_Exercise brief:_
State how many lines in the records below contain the string "police", with case counting. Give only the number.
* * * * *
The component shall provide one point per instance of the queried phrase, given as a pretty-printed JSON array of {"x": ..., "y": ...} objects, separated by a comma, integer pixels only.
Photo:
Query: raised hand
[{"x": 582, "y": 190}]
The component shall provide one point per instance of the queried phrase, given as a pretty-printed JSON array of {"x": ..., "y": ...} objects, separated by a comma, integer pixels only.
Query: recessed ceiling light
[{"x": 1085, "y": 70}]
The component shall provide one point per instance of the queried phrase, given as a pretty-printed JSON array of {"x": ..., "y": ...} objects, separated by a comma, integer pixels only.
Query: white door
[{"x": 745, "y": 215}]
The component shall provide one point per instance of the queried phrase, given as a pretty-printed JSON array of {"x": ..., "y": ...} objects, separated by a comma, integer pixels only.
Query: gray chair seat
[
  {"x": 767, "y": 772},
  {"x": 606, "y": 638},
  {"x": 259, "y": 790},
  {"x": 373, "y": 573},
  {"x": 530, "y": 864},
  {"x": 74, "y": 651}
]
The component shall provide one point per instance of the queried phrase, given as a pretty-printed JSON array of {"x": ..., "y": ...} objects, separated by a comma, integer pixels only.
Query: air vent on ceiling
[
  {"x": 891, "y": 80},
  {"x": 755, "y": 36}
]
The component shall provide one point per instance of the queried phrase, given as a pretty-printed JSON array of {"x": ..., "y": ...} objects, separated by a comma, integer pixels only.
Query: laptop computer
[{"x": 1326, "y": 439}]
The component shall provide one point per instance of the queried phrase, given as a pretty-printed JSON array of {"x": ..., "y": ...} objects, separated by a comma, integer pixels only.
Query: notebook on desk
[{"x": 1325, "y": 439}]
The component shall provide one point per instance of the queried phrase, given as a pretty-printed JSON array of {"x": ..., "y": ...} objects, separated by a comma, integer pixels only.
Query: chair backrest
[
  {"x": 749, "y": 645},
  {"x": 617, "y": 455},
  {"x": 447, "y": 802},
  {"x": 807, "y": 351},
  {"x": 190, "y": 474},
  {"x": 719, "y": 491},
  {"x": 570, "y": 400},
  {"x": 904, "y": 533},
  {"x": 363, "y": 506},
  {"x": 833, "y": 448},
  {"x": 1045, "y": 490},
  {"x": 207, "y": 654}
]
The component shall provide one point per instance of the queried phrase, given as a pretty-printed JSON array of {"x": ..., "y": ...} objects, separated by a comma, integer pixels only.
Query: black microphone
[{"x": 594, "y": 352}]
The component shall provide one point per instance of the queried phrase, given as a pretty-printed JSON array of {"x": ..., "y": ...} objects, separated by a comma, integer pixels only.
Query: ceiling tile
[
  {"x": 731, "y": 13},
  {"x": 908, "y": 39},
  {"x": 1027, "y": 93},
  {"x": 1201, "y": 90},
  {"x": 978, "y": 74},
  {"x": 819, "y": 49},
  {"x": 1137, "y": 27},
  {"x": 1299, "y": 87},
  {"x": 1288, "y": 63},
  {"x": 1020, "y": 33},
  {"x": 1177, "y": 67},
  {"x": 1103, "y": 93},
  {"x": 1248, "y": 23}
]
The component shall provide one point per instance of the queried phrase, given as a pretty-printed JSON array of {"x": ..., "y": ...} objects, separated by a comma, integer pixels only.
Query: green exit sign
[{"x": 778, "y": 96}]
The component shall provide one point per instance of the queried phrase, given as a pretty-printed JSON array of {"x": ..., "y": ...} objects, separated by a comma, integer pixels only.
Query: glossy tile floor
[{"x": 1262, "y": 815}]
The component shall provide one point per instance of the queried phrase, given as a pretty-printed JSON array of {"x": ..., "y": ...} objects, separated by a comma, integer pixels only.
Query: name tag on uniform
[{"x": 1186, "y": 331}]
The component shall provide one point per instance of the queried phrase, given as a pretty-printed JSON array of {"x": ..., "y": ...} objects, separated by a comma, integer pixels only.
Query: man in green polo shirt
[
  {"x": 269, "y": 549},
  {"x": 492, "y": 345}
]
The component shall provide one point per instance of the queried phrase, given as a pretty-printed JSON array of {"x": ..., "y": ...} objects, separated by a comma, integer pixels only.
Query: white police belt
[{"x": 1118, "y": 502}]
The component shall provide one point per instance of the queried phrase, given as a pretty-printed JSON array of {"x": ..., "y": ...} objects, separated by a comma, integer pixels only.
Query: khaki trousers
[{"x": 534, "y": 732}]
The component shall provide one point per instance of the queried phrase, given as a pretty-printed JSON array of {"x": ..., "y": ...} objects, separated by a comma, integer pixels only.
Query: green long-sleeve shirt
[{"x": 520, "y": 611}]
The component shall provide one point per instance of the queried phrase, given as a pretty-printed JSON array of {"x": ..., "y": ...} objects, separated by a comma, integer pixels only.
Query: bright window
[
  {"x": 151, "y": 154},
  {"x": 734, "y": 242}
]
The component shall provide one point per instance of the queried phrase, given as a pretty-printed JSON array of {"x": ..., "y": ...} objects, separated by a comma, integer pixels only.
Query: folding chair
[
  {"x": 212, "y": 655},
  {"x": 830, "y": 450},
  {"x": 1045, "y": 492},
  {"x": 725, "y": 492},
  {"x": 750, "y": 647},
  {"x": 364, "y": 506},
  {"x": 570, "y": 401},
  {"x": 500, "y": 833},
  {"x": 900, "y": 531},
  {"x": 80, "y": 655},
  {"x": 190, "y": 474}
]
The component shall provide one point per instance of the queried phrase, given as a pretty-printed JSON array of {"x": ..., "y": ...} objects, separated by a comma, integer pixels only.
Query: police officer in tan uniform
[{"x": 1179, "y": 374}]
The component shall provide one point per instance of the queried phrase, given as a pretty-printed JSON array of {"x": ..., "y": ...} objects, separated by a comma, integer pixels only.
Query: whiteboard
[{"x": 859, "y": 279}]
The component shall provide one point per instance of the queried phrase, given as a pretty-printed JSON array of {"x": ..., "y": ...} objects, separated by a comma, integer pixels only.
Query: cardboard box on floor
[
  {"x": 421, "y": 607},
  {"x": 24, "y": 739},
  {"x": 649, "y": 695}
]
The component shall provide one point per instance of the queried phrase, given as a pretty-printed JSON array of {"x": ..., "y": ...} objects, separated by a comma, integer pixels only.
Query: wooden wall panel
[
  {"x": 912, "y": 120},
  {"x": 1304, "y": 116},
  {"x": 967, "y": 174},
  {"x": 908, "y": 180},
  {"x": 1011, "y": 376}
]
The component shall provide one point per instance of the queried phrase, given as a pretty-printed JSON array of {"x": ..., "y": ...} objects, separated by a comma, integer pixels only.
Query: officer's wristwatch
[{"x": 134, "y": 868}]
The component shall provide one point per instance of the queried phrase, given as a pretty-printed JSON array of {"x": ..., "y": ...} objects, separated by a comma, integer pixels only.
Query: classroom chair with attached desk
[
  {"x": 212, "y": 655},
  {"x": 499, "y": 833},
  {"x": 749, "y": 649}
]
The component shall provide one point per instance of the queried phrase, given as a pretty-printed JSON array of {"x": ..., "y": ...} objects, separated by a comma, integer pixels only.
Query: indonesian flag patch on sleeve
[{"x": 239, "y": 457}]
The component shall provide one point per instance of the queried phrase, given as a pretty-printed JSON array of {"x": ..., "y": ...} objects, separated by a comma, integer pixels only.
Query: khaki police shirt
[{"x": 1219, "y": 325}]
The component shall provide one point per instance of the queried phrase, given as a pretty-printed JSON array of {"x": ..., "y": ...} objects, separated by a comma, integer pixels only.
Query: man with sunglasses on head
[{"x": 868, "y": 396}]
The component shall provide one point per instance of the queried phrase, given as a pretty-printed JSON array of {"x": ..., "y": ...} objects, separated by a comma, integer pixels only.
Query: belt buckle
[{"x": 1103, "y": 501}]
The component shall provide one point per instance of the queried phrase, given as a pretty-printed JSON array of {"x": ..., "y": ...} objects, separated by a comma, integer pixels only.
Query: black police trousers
* * * * *
_Reply to the task:_
4